* **Prompt 1**
In the reading passage on Soviet collectivization, why did the Party go ahead with mass collectivization even though it expected the measure to make the peasants more hostile to the regime? Answer in one to three sentences.
* **Prompt 2**
Continue the passage on collectivization and the Ukrainian peasantry, starting right after its final sentence.

* **Reading passage**

————

One of the most important resolutions adopted by the Sixteenth Party Conference which met in April 1929 paved the way for the initiation of the First Five-Year Plan, according to the so‑called "optimum variant."1 It committed the entire Soviet Union to the utmost exertion and sacrifice in order to meet the demands of the required industrial construction. Agriculture came to play a crucial part in this plan. Thirdly, oppositionist tendencies in the Party were eliminated and the so‑called "Right" (Bukharin) deviation was crushed.2

The issue of collectivization of agriculture soon appeared on the Party agenda. In order to obtain complete control of agricultural production and marketing, the Party began to introduce collectivization on a mass scale and at a rapid pace. In practise this meant that the peasants were denied all those property rights which had been guaranteed them by the decree on land, issued on November 8, 1917.3 A prerogative, which they had regarded as the great reward of the Revolution, was swept away. It was obvious that such a measure would increase the hostility of the peasantry towards the regime, yet without it the full control which the Party sought over the peasants, would be impossible.

In declaring war on the peasants, Stalin simultaneously initiated his first major move against the Ukraine, where the tradition of individual farming was especially strong. That country, the second largest in the Soviet Union, and famous for its agricultural and mineral resources, was destined to play a leading role in the conflict which was obviously impending. The plans worked out in the Kremlin for the "grain-collection campaign" and for the "collectivization of agriculture" were aimed against the basic economic and social order of the Ukrainian peasantry. The peasants soon understood their meaning and reacted against them with the force and determination of a people fighting for life itself. The resistance of the Ukrainian peasantry to collectivization, glibly described by Soviet historians as the  p6 "recalcitrance of the kulaks," spread to such an extent that, at the end of 1930, it became a serious threat to the regime. Stalin and his lieutenants realized that if they were to overcome this resistance they must use stark terror and brute force. To justify these Stalin issued the battle‑cry "For the Liquidation of the Kulaks as a Class," which initiated one of the bloodiest eras of his reign.

————

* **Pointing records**
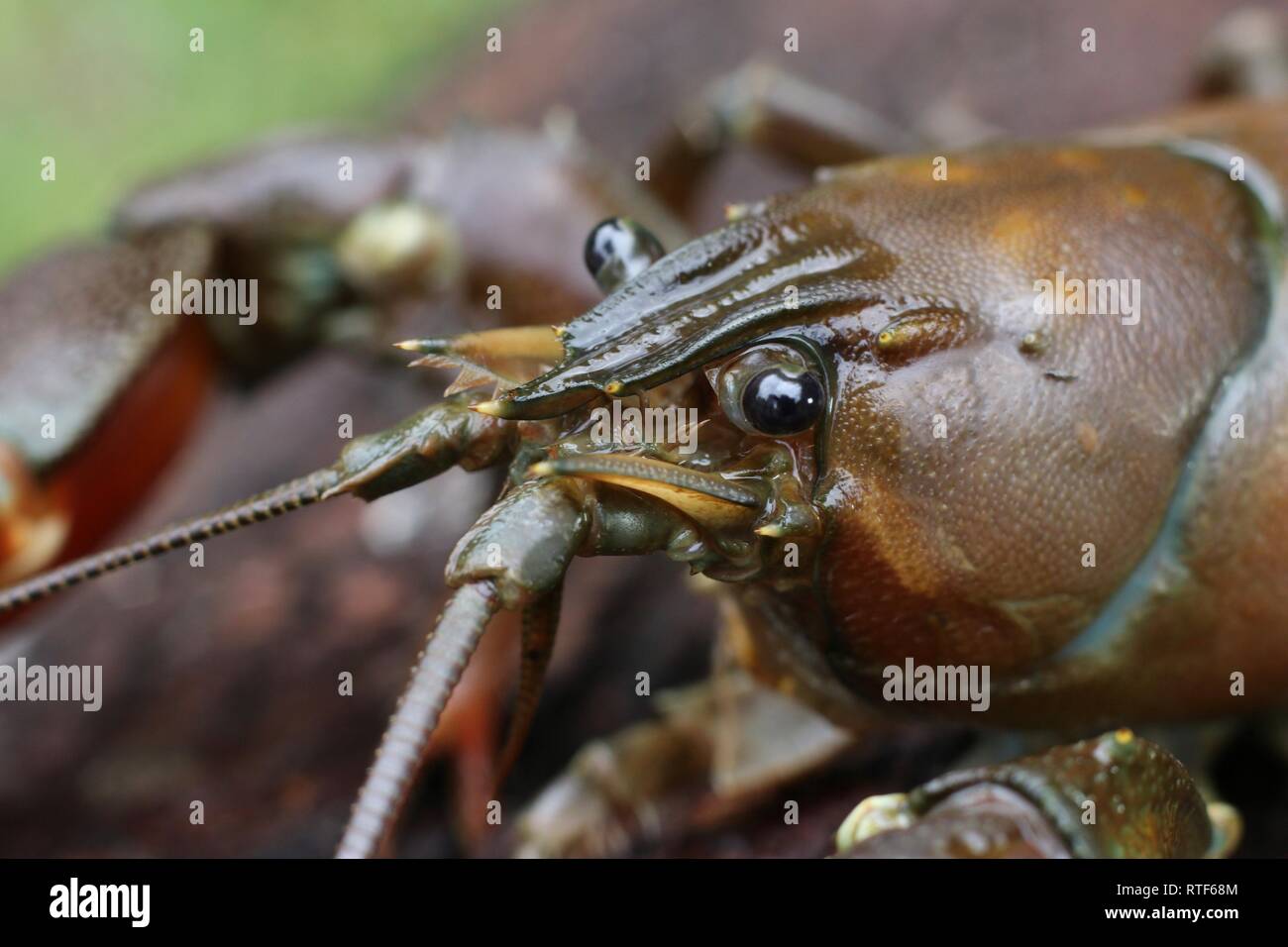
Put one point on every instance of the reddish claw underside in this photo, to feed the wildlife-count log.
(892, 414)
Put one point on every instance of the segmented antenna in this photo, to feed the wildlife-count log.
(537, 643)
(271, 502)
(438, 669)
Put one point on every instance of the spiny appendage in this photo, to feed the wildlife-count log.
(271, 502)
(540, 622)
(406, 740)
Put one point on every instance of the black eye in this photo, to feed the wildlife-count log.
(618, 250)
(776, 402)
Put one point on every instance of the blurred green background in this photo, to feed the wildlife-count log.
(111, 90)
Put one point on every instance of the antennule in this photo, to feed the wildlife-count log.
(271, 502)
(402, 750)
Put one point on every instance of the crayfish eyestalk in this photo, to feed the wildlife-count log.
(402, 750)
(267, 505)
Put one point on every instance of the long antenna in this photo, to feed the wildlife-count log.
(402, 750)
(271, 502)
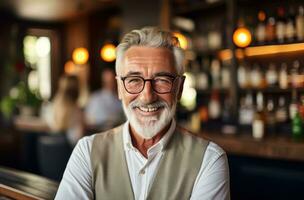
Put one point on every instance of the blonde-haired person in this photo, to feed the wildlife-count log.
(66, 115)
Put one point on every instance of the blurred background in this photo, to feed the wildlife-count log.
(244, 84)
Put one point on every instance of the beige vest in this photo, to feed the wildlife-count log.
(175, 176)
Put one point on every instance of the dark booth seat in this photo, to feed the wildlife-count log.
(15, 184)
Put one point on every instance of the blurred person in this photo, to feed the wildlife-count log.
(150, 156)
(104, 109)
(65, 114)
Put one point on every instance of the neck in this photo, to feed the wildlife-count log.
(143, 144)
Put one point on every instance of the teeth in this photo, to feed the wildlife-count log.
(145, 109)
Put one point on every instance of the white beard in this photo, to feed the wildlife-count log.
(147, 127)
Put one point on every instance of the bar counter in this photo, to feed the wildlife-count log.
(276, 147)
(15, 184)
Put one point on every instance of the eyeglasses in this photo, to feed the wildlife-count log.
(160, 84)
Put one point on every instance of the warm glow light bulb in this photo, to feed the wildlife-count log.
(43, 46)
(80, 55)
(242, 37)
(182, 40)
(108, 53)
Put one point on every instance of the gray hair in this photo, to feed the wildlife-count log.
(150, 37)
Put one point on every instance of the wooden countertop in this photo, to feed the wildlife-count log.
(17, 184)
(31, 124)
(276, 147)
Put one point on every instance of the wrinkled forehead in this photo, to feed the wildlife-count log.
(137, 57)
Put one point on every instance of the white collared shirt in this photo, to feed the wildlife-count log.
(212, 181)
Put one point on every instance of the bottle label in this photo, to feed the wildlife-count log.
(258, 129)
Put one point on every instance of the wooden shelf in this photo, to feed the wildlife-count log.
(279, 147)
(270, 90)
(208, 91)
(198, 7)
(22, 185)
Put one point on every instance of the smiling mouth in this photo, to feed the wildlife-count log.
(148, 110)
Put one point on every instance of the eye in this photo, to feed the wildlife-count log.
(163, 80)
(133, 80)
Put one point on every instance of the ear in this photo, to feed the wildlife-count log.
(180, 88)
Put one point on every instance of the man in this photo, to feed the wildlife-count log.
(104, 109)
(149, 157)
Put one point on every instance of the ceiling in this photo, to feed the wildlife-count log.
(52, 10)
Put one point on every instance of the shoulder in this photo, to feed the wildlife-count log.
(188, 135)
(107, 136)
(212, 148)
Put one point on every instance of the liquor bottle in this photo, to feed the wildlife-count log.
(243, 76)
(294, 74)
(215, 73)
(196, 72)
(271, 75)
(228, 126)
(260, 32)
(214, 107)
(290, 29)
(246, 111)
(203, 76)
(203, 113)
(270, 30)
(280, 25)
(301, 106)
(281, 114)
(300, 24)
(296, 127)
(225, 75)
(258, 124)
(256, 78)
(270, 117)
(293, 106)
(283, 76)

————

* **Response 1**
The Party wanted complete control of agricultural production and marketing. It judged that without collectivization, the full control it sought over the peasants would be impossible, so it accepted the greater hostility as the price.

* **Response 2**
This campaign received the following interpretation in the Short History of the CPSU:

During 1930‑34 the Bolshevik Party accomplished a historic task, the most difficult (after the establishment of the Soviet government) of the whole proletariat Revolution — the transference of millions of small-propertied peasants' farms to the collective farms and onto the path of socialism.4

How was this difficult task success­fully completed? The official version reads as follows:

The transition to total collectivization did not take place with a peaceful and orderly entry of the large masses of the peasants into the kolkhozes, but with a mass struggle of the peasants against the kulaks. Total collectivization meant the transfer of all land in the villages to the kolkhozes. However, since a sizeable part of the land was in the hands of the kulaks, the peasants drove the kulaks away, "dekulakized" them, took away their cattle, and demanded that Soviet authorities arrest and evict the kulaks.5

The impression created by this quotation suggests that the Soviet authorities were performing a service to the peasants, that they confined themselves to aiding the peasants who rose against the kulaks, and that the "liquidation of the kulaks as a class" was ordered only after "persistent demands" for such action on the part of the peasants.6 Do the facts recorded in the Soviet press and literature of the period support this contention?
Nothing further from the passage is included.